Gib alle folgenden Einträge als nummerierte Liste ohne Leerzeilen wieder. Lass die Bilder in der Antwort weg.
──────────────────────────────
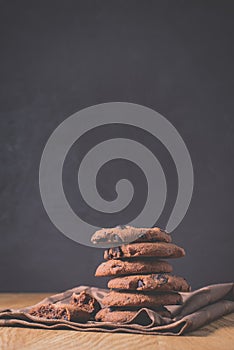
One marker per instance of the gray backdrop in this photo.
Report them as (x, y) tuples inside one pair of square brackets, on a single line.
[(58, 57)]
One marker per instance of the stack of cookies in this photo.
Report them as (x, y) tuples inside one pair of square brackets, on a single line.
[(141, 278)]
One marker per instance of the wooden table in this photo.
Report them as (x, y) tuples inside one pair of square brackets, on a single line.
[(217, 335)]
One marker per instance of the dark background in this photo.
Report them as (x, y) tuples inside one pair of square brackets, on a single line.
[(58, 57)]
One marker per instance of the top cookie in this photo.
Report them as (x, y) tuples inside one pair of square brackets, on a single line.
[(140, 250), (126, 234)]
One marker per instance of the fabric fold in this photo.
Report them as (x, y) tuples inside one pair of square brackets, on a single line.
[(199, 308)]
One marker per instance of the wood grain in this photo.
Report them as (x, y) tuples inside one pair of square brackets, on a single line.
[(218, 335)]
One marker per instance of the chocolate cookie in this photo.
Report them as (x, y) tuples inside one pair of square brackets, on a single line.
[(60, 312), (126, 234), (141, 299), (131, 267), (158, 282), (161, 250), (120, 315), (85, 302)]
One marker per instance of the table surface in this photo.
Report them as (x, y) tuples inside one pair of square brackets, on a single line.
[(217, 335)]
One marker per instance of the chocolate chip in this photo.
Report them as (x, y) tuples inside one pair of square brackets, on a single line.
[(140, 284), (161, 278), (114, 252), (117, 239), (122, 227)]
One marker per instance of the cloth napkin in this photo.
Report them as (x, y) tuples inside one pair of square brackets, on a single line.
[(199, 307)]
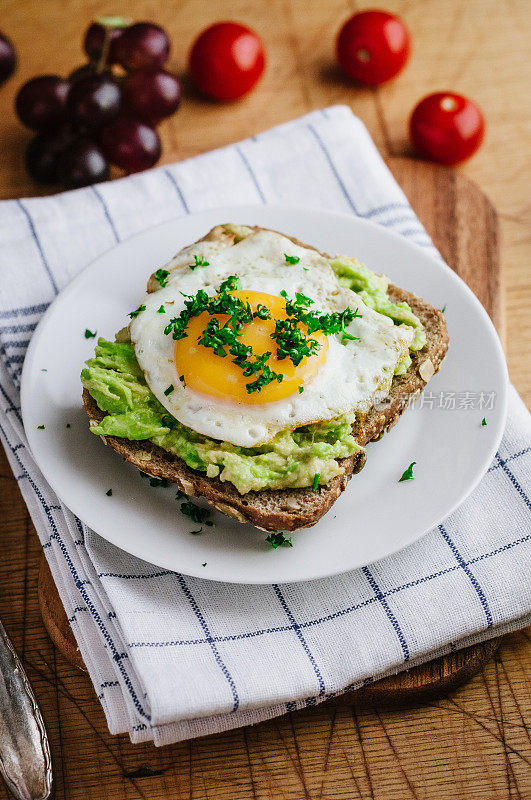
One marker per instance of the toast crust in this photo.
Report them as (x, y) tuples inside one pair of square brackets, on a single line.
[(291, 509)]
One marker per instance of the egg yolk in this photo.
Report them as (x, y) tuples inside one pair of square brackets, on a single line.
[(217, 376)]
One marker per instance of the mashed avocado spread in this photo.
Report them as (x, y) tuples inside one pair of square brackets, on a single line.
[(291, 459)]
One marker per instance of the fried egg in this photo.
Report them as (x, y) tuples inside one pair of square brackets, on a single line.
[(208, 393)]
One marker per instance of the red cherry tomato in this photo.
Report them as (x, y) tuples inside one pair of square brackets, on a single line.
[(373, 46), (227, 60), (446, 127)]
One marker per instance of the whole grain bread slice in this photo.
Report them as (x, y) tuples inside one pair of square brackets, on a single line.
[(291, 509)]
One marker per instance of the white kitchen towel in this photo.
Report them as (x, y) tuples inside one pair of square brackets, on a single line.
[(173, 657)]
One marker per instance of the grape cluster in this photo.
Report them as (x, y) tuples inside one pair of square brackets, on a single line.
[(106, 111)]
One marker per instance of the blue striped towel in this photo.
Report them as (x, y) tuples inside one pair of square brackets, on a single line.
[(173, 657)]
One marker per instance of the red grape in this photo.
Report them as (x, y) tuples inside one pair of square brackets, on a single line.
[(151, 94), (93, 101), (143, 44), (82, 164), (41, 101), (43, 152), (130, 144), (95, 37), (8, 58)]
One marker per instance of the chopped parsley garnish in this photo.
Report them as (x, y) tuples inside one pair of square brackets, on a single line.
[(232, 284), (407, 475), (223, 338), (291, 259), (199, 261), (196, 514), (278, 539), (161, 276), (327, 323), (134, 314)]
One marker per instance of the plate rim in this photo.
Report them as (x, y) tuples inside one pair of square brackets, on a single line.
[(249, 208)]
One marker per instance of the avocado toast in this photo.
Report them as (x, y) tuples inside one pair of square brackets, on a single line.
[(291, 479)]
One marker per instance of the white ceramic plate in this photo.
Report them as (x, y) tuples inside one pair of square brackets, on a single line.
[(374, 517)]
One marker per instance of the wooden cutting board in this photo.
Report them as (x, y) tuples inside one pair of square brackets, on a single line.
[(463, 224)]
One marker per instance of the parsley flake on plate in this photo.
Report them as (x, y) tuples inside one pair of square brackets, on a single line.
[(199, 261), (161, 276), (279, 539), (407, 475), (291, 259), (164, 482), (135, 313), (196, 514)]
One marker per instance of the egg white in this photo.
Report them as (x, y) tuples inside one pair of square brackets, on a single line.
[(352, 377)]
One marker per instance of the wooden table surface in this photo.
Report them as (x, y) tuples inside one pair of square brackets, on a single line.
[(476, 743)]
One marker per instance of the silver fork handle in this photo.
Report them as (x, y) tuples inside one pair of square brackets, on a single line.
[(25, 762)]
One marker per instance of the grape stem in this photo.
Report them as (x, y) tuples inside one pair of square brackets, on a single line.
[(102, 61)]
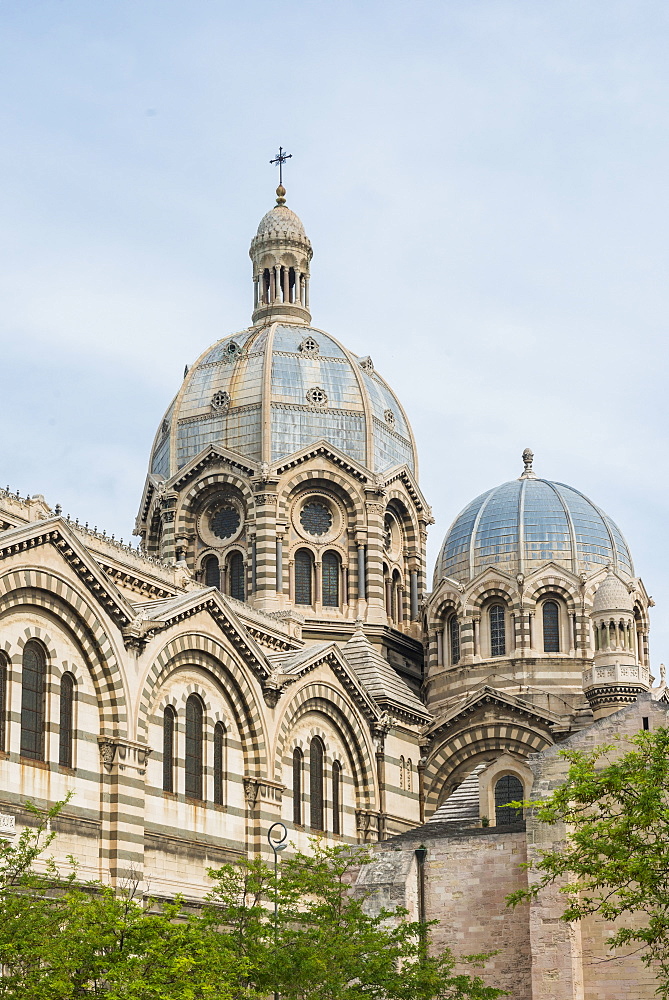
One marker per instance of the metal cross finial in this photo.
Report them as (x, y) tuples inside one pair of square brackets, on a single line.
[(280, 159)]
──────────────────────────────
## Antwort
1. One marker per instance of the gray backdrop in this photo.
2. Report them as (x, y) tuples inside one pair of square brackets, on a single line.
3. [(58, 57)]
4. One marker per instance of the stack of cookies in this photo.
5. Report them as (x, y) tuples inside one pair of square brackets, on a single line.
6. [(141, 278)]
7. One marker per instance of the wooden table in this photo.
8. Report them as (x, y) tuples inside one pair of square brackets, on a single line.
9. [(217, 335)]
10. One marker per instance of the dark background in this photo.
11. Report them as (x, y) tuples inside one pair of square brackets, on a single line.
12. [(58, 57)]
13. One marker per instance of the top cookie in this photo.
14. Report them as (x, y) tuples inside one pair of square brackets, on a single line.
15. [(140, 250), (126, 234)]
16. One marker per instance of the fabric fold in this photo.
17. Report them as (x, y) tuples inside one pair of square brackets, on a single line.
18. [(199, 308)]
19. One marker per instance of the wood grain in this photo.
20. Report them as (x, y) tuples inside one pair of square brackets, on a single line.
21. [(218, 335)]
22. One marker per instance of the chocolate cookie in this photo.
23. Report them as (x, y) tuples inside one pair of square brackets, on a single line.
24. [(60, 312), (126, 234), (141, 299), (131, 267), (158, 282), (161, 250), (120, 315), (85, 302)]
25. One marker per instance of the table surface in this photo.
26. Report them as (x, y) tuples inside one pair of square brackets, on a single line.
27. [(217, 335)]
28. One marker per instance of the chocolate chip in this photo.
29. Report them as (x, y) tuples inside one pair of square brackets, on a single line.
30. [(140, 284), (161, 278), (114, 252), (117, 239), (122, 227)]
31. One marker per instance of the cloth napkin in this photo.
32. Report them as (x, y) tuples inside one pair of square brackets, on a single line.
33. [(199, 307)]
34. One marker per instance of the toast crust in this photo.
35. Report them as (x, y) tuples inside one pair of square brackets, on a single line.
36. [(291, 509)]
37. One marker per instance of the egg yolk in this photo.
38. Report them as (x, y) tuples inside one pair of square brackets, on a single line.
39. [(217, 376)]
40. One marker per instance of the mashed avocado spread in this photo.
41. Report them as (x, y) tuples inside one pair of square brackets, on a single line.
42. [(291, 459)]
43. One marker per instance of the fried egg in this photo.
44. Report them as (x, y) tuples inside one pair of square brackets, on a single line.
45. [(208, 393)]
46. One marker per instance of the red cherry tomato in this photo.
47. Report them as (x, y) tuples inside one pair of square brackets, on a single line.
48. [(373, 46), (227, 60), (446, 127)]
49. One marker per instance of the whole grain bread slice in this photo.
50. Report them as (x, y) tuples inside one pair of square brackets, on a single line.
51. [(291, 509)]
52. One marker per instance of the white kitchen towel in this photo.
53. Report them as (x, y) tuples inside one pair of square brackets, on a single line.
54. [(173, 657)]
55. One marker per instance of the grape cluster in this photo.
56. Report them as (x, y) tuples inside one pair of square brackets, on a single line.
57. [(106, 111)]
58. One marker per instance of the blue striped towel in this photo.
59. Report them as (x, y) tuples inside one pair of square brackets, on a single line.
60. [(173, 657)]
61. One marker per instance of the red grape in this photo.
62. Report them as (x, y) tuples inside one pair of square brackets, on a single line.
63. [(151, 94), (93, 101), (143, 44), (82, 164), (41, 101), (43, 152), (130, 144), (95, 37), (8, 58)]
64. One marker per instance of the chopped parsley garnish in this photo.
65. Report them as (x, y) tuples inside one pair of square brackets, on a single line.
66. [(232, 284), (407, 475), (223, 338), (291, 259), (199, 261), (196, 514), (278, 539), (161, 276), (327, 323), (134, 314)]
67. One marker per instance of the plate rim in this photo.
68. Report them as (x, y) tuples inside one pair of square brackets, on a single line.
69. [(249, 208)]
70. One marker per instance of the avocado toast in this photo.
71. Report them as (x, y) tuples inside one pair of square brackets, on a single line.
72. [(291, 479)]
73. One marker per instance of the white ceramic plate in this photo.
74. Report them as (x, y) tuples inside one pair of square brackets, on a single line.
75. [(374, 517)]
76. One marker per instance of the wooden cutting board in this photo.
77. Report them as (x, y) tuples inside one pair of square brackets, on a single line.
78. [(463, 224)]
79. One marker per instance of the parsley flake on plate in this photo.
80. Report them as (x, y) tuples inside one pair of square brackets, on a single line.
81. [(199, 261), (161, 276), (279, 539), (407, 475), (291, 259), (164, 482), (135, 313), (196, 514)]
82. One marker per instance of the egg white in this photo.
83. Report them as (x, y) tuples inside one pair of square brackets, on a single line.
84. [(352, 377)]
85. One marker per instance of the wooden table surface in this photo.
86. Report them as (x, y) tuples inside one pair of square brackets, on a single line.
87. [(476, 743)]
88. One marker per instance of the silver fork handle in this photo.
89. Report them as (x, y) tuples inside one pair of square brackets, on a single line.
90. [(25, 762)]
91. One marker per instance of the grape stem in this photo.
92. Report them as (x, y) tuples inside one pair of square brackets, on a single line.
93. [(102, 61)]
94. One marker per instance of the metal cross finial in this photo.
95. Report them as (x, y) tuples inside one pair of square brackets, on a single line.
96. [(280, 159)]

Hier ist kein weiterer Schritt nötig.